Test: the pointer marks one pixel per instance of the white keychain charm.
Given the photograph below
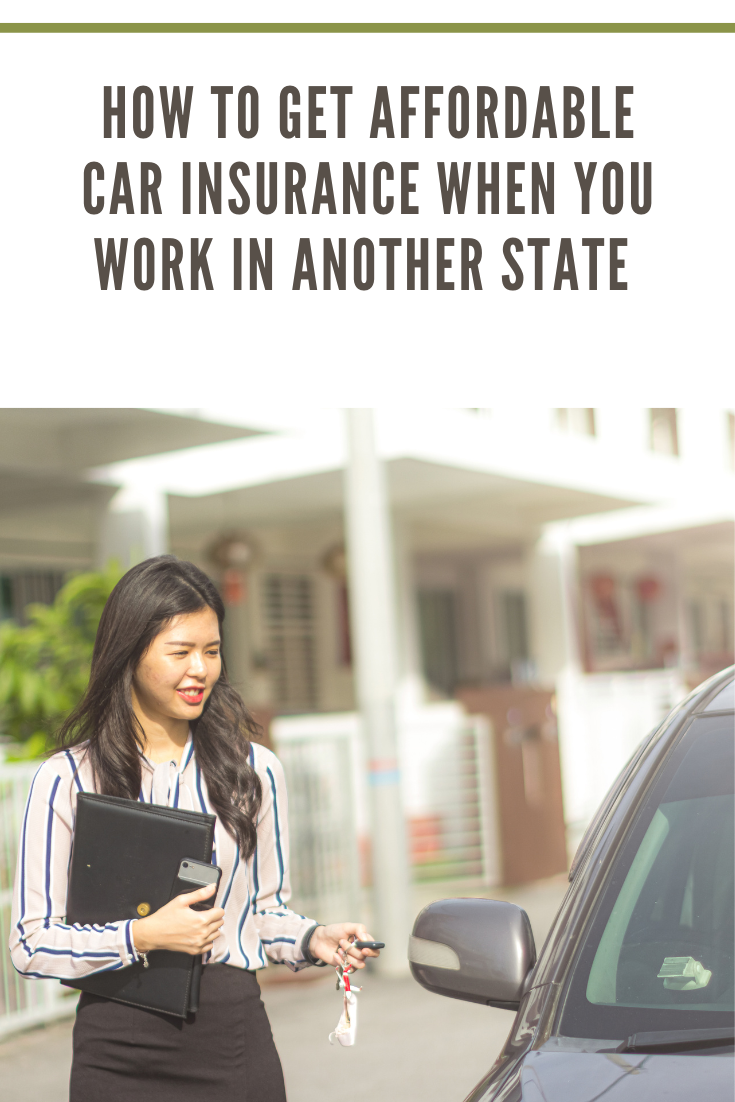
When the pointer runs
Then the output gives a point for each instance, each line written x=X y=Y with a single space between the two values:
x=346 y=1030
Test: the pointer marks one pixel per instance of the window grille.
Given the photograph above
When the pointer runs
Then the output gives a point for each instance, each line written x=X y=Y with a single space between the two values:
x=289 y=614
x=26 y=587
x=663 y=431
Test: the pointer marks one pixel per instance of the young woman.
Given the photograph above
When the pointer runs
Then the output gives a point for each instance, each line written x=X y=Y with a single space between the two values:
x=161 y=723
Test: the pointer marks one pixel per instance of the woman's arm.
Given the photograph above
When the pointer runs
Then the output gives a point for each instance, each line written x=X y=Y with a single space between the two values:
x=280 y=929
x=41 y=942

=======

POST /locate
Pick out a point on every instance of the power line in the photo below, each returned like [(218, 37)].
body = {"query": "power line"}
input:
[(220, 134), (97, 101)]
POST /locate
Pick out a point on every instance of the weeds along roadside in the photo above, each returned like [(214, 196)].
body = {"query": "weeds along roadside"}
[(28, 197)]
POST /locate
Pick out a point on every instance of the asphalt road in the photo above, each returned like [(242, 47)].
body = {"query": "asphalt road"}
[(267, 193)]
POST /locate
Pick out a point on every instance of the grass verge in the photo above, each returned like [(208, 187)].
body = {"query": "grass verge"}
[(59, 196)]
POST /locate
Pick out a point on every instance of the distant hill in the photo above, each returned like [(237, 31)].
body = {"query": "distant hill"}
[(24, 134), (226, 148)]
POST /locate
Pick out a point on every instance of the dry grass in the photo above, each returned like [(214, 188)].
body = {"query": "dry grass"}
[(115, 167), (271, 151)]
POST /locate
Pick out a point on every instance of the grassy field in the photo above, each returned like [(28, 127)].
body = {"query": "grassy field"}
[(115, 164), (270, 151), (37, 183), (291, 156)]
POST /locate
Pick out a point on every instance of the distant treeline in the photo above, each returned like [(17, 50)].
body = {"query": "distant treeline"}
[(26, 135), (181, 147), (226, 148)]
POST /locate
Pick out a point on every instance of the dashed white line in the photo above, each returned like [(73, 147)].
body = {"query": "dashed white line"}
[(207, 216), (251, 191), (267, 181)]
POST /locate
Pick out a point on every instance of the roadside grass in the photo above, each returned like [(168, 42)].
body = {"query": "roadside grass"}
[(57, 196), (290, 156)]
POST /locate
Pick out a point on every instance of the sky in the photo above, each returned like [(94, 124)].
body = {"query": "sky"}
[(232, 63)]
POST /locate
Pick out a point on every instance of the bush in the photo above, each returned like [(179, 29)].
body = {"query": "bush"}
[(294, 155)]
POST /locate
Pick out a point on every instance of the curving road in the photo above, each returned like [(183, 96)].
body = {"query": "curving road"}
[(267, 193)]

=======

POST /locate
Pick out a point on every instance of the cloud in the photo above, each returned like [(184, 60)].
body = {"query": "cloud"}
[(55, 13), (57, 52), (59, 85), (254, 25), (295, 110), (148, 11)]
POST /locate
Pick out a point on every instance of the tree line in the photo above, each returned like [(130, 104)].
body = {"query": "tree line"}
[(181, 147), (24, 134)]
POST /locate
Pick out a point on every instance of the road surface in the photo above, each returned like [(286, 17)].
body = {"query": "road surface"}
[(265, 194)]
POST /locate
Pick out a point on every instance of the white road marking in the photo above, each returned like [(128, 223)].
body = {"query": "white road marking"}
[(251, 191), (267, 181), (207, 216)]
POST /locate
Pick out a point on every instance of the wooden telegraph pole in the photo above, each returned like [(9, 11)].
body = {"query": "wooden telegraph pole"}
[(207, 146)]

=======

-- WHAT IS REQUIRED --
Go through the listing above and return each line where the word "power" occurs.

-- RESULT FOR THIS EXERCISE --
Pick out a point on every instance of the power line in the photo below, each returned like [(218, 37)].
body = {"query": "power line"}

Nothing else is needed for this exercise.